§ **RECORD EXTRACTS**

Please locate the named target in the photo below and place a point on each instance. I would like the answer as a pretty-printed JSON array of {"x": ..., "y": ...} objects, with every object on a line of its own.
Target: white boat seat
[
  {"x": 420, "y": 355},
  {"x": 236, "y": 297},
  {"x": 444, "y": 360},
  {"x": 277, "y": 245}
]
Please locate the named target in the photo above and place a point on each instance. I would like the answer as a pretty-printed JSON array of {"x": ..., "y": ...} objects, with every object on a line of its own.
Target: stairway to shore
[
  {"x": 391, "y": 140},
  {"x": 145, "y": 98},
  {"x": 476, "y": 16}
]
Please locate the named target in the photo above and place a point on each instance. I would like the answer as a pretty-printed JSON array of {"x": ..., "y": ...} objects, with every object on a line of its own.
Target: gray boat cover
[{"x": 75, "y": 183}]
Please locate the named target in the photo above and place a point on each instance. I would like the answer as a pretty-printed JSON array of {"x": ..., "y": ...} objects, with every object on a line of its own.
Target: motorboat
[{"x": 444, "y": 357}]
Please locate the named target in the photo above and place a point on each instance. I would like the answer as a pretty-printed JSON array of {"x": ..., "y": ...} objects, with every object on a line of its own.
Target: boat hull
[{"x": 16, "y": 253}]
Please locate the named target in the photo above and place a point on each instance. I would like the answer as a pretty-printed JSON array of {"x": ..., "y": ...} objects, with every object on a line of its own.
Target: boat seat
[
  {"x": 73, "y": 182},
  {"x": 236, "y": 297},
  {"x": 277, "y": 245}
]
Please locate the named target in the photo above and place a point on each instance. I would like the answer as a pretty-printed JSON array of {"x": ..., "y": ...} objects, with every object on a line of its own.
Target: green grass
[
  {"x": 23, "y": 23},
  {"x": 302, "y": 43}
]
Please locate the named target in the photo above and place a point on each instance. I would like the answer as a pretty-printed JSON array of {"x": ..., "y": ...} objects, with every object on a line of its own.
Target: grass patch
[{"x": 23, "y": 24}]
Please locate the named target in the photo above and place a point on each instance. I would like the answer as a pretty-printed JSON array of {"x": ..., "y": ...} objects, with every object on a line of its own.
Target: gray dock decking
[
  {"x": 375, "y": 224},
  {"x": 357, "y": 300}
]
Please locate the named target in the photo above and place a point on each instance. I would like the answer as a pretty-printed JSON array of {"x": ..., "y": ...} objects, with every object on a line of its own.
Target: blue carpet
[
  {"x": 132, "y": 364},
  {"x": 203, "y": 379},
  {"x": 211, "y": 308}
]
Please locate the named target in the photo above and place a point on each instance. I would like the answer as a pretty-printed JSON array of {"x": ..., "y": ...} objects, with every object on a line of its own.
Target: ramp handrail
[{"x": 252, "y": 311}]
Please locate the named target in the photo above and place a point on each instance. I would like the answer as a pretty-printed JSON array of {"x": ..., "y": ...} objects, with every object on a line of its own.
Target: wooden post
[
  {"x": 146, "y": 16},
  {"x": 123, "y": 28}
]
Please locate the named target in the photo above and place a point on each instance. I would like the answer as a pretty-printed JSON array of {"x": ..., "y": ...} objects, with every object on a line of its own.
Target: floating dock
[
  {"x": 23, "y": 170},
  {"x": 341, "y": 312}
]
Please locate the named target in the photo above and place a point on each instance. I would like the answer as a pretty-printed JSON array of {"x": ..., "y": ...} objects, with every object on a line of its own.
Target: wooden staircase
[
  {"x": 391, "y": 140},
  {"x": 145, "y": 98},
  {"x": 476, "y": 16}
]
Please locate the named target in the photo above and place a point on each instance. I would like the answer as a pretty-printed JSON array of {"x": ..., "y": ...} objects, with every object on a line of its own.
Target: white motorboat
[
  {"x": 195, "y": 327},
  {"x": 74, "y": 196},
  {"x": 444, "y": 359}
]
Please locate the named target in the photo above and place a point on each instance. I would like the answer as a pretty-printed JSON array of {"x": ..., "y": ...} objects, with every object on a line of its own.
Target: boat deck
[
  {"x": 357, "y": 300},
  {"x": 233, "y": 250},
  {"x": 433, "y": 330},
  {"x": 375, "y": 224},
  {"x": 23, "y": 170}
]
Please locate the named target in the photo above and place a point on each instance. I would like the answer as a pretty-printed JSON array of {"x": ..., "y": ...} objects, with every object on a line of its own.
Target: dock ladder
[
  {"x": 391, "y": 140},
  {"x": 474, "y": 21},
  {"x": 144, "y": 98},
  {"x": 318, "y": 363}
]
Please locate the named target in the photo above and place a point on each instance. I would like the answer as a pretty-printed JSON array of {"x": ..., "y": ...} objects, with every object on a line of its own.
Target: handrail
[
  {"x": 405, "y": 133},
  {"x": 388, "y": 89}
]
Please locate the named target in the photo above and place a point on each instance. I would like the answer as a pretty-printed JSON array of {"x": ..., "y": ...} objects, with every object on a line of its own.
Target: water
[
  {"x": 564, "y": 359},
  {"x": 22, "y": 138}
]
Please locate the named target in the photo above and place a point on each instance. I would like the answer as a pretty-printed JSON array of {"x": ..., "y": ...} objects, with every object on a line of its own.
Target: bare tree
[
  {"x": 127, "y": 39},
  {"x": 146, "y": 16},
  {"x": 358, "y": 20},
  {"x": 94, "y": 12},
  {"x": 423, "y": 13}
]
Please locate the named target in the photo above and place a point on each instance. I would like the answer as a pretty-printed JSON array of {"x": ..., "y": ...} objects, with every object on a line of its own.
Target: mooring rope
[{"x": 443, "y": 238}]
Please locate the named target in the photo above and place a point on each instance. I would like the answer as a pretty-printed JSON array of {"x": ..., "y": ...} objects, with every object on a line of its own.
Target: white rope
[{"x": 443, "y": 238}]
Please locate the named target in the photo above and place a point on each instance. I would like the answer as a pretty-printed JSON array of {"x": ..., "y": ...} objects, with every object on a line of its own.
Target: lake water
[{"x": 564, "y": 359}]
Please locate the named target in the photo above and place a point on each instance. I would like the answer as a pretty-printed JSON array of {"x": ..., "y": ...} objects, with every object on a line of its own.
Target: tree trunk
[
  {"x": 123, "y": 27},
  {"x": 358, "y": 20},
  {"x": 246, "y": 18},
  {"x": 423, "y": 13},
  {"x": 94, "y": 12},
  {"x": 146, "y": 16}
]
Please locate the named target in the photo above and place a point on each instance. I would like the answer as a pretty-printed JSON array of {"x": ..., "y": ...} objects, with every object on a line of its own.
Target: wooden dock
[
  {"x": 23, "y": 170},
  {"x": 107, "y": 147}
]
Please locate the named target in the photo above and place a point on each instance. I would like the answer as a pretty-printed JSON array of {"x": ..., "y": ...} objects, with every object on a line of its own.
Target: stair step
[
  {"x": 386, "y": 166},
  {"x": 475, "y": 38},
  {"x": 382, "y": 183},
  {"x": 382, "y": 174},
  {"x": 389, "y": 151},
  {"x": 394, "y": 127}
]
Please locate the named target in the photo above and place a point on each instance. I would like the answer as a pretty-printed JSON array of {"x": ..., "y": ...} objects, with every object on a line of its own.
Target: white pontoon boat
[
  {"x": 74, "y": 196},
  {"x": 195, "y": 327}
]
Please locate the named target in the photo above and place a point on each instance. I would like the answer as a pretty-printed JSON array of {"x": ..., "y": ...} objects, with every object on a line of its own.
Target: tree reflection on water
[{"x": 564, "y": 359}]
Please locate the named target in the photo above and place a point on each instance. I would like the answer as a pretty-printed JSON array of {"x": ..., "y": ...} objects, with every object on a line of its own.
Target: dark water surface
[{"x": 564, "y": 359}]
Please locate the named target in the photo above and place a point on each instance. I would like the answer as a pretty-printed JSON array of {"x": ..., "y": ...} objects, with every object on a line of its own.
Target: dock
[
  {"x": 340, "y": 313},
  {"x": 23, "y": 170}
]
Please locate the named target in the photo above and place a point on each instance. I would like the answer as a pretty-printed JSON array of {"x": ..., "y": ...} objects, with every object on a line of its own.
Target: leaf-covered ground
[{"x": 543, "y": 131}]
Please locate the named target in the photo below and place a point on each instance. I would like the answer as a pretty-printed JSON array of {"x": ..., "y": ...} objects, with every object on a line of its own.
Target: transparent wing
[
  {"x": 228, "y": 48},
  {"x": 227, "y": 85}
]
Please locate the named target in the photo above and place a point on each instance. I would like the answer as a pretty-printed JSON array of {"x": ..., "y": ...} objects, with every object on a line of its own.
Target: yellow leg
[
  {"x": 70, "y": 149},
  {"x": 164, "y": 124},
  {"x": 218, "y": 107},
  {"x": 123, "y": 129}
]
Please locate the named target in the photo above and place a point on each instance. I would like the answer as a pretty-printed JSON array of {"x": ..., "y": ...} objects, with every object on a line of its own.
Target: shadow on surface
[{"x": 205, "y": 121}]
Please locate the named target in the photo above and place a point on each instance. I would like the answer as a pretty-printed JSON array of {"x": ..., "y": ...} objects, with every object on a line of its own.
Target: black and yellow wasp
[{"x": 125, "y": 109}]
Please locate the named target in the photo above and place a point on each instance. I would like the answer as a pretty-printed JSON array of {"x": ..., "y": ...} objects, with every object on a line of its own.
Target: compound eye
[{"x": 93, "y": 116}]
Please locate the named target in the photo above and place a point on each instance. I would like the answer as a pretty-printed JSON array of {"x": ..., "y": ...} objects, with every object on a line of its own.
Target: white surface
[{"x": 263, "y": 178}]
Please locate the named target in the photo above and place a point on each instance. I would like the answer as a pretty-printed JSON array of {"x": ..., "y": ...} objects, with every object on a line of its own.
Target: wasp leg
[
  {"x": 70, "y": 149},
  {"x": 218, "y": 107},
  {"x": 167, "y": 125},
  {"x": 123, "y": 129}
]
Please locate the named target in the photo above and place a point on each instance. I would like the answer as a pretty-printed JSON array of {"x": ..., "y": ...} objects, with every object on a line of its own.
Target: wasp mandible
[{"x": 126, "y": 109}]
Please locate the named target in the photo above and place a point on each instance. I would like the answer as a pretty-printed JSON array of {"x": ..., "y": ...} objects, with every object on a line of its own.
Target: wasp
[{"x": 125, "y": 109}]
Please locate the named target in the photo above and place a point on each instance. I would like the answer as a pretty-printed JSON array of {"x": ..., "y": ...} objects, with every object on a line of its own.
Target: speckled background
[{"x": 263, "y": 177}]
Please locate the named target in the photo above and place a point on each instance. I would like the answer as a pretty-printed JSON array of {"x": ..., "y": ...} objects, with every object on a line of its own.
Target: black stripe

§ **PROBLEM**
Return every line from the lines above that contains the word "gray".

§ **EXERCISE OUTPUT**
Target: gray boat cover
Target: gray dock decking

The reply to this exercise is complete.